Referring expression pointing data:
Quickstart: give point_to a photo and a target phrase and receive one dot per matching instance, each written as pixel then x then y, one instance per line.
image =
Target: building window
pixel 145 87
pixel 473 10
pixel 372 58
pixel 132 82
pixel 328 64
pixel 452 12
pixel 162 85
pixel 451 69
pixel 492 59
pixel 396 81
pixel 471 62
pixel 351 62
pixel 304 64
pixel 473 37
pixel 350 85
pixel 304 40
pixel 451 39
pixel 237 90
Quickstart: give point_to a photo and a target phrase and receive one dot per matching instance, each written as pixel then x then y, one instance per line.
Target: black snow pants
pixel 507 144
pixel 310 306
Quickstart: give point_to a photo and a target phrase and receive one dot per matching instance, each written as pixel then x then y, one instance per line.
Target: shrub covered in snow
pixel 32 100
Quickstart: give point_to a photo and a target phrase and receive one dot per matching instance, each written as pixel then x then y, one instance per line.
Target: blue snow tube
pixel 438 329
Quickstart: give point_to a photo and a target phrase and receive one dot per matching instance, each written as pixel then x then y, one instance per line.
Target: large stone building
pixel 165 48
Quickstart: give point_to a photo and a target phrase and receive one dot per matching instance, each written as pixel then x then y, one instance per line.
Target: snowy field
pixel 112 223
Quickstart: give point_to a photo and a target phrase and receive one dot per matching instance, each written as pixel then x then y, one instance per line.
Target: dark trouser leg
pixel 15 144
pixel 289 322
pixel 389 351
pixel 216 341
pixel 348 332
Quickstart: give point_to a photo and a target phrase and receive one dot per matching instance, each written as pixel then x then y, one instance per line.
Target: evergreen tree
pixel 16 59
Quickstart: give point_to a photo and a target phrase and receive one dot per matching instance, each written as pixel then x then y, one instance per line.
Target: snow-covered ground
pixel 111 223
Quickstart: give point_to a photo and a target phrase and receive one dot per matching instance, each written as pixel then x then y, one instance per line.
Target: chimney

* _WHAT THE EXERCISE ASKS_
Without dropping a single line, output the records above exactly.

* _RESULT FOR THIS TASK_
Quickstart: give point_to a photo and a target phrase and receive one dot per matching instance, each written as pixel then x then y, one instance per line.
image =
Target: building window
pixel 145 87
pixel 473 10
pixel 372 58
pixel 132 82
pixel 328 64
pixel 452 12
pixel 162 85
pixel 451 69
pixel 492 59
pixel 396 81
pixel 471 62
pixel 351 62
pixel 304 64
pixel 473 37
pixel 350 85
pixel 304 40
pixel 451 39
pixel 237 90
Quickstart: give point_to a photo and a target phrase and receive one dot per matching instance, each written as pixel then x then y, one instance per line.
Target: black snow pants
pixel 507 144
pixel 310 306
Quickstart: give point_to a photo and a target phrase and receive one dot per matching instance, each written as pixel then x then y, one instance per line.
Target: shrub covered in snow
pixel 32 100
Quickstart: give point_to a photo and a target phrase and receive one dot per matching instance, each written as pixel then x then y, one instance per line.
Target: blue snow tube
pixel 438 329
Quickstart: give point_to a photo and a target phrase and receive one dot per matching instance, each written as pixel then x then y, one instance per line.
Target: large stone building
pixel 165 48
Quickstart: give point_to a photo and a target phrase and receive one dot per matching instance, each written as pixel then x then y, one instance per line.
Target: snowy field
pixel 112 223
Quickstart: give point_to a photo and a target phrase and receive one dot per matching instance, each written as pixel then x then y, one instance per line.
Target: dark trouser leg
pixel 15 144
pixel 289 322
pixel 389 351
pixel 216 341
pixel 348 332
Quickstart: give point_to a photo and a target phrase and receive one dot per matching instance, each written as pixel then x then y, one instance per line.
Target: evergreen tree
pixel 16 59
Quickstart: give point_to a photo and a target phrase and receive one dot per matching instance, each written as pixel then x then y, one instance per line.
Target: snow-covered ground
pixel 111 223
Quickstart: give point_to a photo and a target phrase and receive one dot per matching instance, each written as pixel then x then y, one instance per line.
Target: chimney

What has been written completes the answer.